◆ **CHALLENGE A**:
In the court passage about Mrs. Coleman, what did Roberts pawn?

◆ **PASSAGE TO READ**:
When the investigators told Mrs. Coleman that they had talked to Roberts' brother Charles and knew how she and Roberts left San Francisco, she admitted that she and Roberts had gone to Charles' apartment at about 3 or 4 a. m. and asked him for a ride to Sacramento. In the morning Charles pawned a guitar and Roberts pawned his watch. She did not see Mrs. Popejoy the evening before and neither she nor Roberts attempted to pay the rent that night. She admitted writing the note left in the kitchen but claimed that she wrote it to make Roberts leave San Francisco. She wrote it about 2 a. m. when Roberts was in the Fillmore district for about two hours. When asked if she had ever seen a pair of Mrs. Popejoy's shoes, she said that Mrs. Popejoy had given her a pair of black shoes but that she could not remember what she had done with them.

Neither defendant testified at the trial.

◆ **GIVEN RECORDS**:
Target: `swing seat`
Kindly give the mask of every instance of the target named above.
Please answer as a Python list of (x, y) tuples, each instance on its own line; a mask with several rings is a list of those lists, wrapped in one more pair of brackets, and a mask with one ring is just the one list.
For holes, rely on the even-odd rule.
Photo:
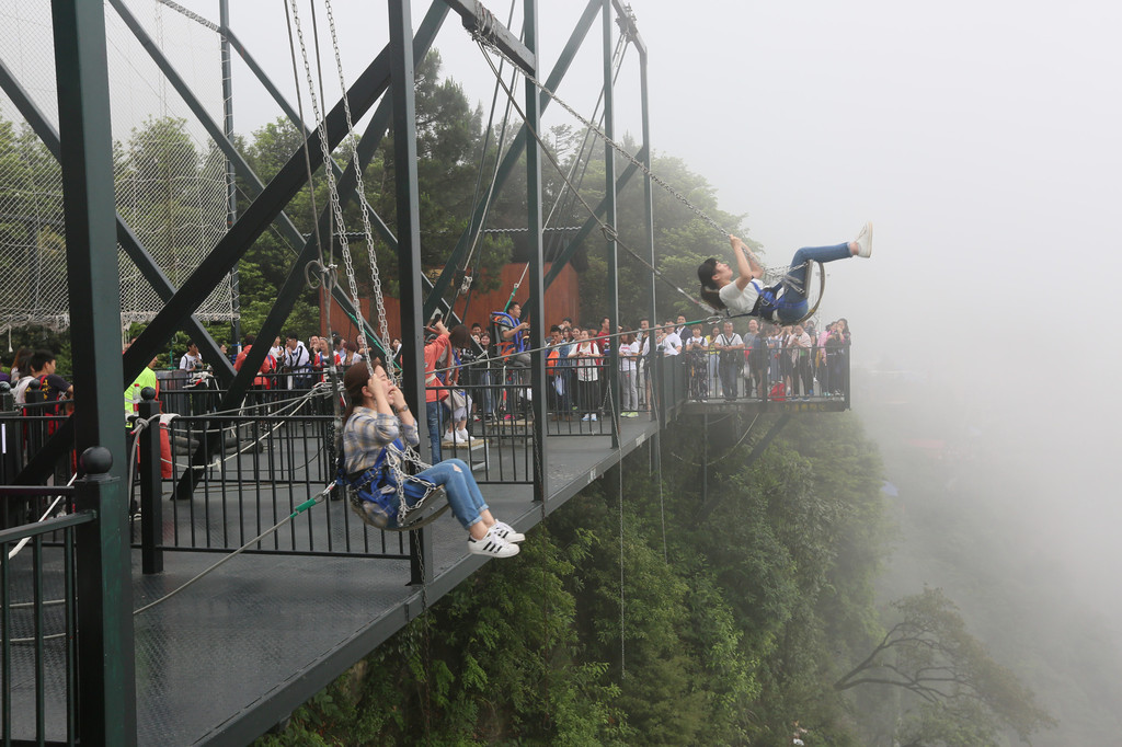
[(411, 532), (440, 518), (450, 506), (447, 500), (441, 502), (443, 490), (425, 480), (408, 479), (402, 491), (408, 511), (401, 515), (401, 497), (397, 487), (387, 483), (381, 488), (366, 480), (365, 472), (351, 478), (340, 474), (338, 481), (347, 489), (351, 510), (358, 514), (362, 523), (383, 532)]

◆ **CHALLENGE B**:
How many lines of the records above contain the word "instance"? Give only the number.

◆ **WRITTEN RESPONSE A**:
His watch.

◆ **WRITTEN RESPONSE B**:
2